**WHAT THIS EXERCISE ASKS:**
1. In the text on estimating remaining lifetimes from distributions, what does the writer prefer about the lognormal compared with power laws?
2. Extend the text on estimating remaining lifetimes from distributions, picking up right after its final sentence.

There isn’t really a simple rule for a normal distribution in the same way for the others. Rather, for values much less than the mean, it’s safe to assume the mean (or just over). Once you’re over the average, expect to not go that much further over the average. That is, add a fairly small amount relative to the scale of the distribution. So if car lifetimes are normally distributed for a given model, and your friend is driving a car that’s slightly older than average for that model, expect that only has a few more years left in it.

While this isn’t the most satisfying rule, I could see it providing some use in Fermi-style estimates and hopefully my intuitions about it will sharpen.

Lognormal

Sometimes, I feel like my models of lognormal and power laws are kind of interchangeable. Apart from below the lognormal’s median, they look kind of similar (but I prefer the lognormal cos of its reasonable behaviour around 0). And indeed, we find that above the median of the lognormal distribution, an appropriate rule is also a multiplicative rule.

To see this, remember that the logarithm of a lognormally distributed variable is distributed normally (hence the name). So we can apply the rule for the normal distribution: if the logarithm of your observation is significantly less than the logarithm of the distribution’s median (so let’s say the observation is about half the median) just go with the median. If the logarithm of the observation is significantly greater than the median, we expect the logarithm of the final elapsed duration (or what-have-you) to be a bit bigger than the current logarithm.

If we model that as a constant addition to the logarithm, (as in log(expected) = log(observed) + log(k) = log(k * observed)), then we recover a multiplication heuristic!

**DATASET SECTION:**
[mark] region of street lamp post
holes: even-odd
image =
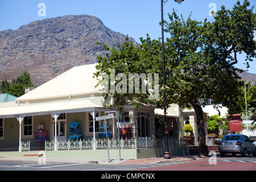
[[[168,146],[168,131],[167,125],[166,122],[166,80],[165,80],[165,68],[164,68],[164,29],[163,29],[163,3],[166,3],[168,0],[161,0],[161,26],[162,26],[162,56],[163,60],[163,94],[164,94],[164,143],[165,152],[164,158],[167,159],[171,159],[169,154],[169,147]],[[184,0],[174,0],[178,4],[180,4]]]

**ANSWERS FOR THE EXERCISE:**
1. Its reasonable behavior around 0.

2.
These rules have the potential to be useful, but they don’t give you much guidance for shifting the distribution that you think underlies the phenomenon. They won’t help you update your belief about the mean of a normal distribution, nor that it looks more like an Erlang distribution than a power distribution. So they are best used when you have a lot of data to characterise the distribution, and little information about the object of observation.

Explore /​ Exploit

There is a tension between getting value from the best known option (‘exploiting’) and checking to see if there are still better options (‘exploring’). This chapter discussed some algorithmic approaches to that problem. I found especially useful the (in retrospect, obvious) point that exploring is more worthwhile the longer you have to enjoy a payoff. If you don’t have long, stick to exploiting; if you have years, shop around. As a result of this, I have increased my tendency to explore in some situations. In general, however, it seems I should be increasing my tendency to exploit. I’ve not taken action on this yet.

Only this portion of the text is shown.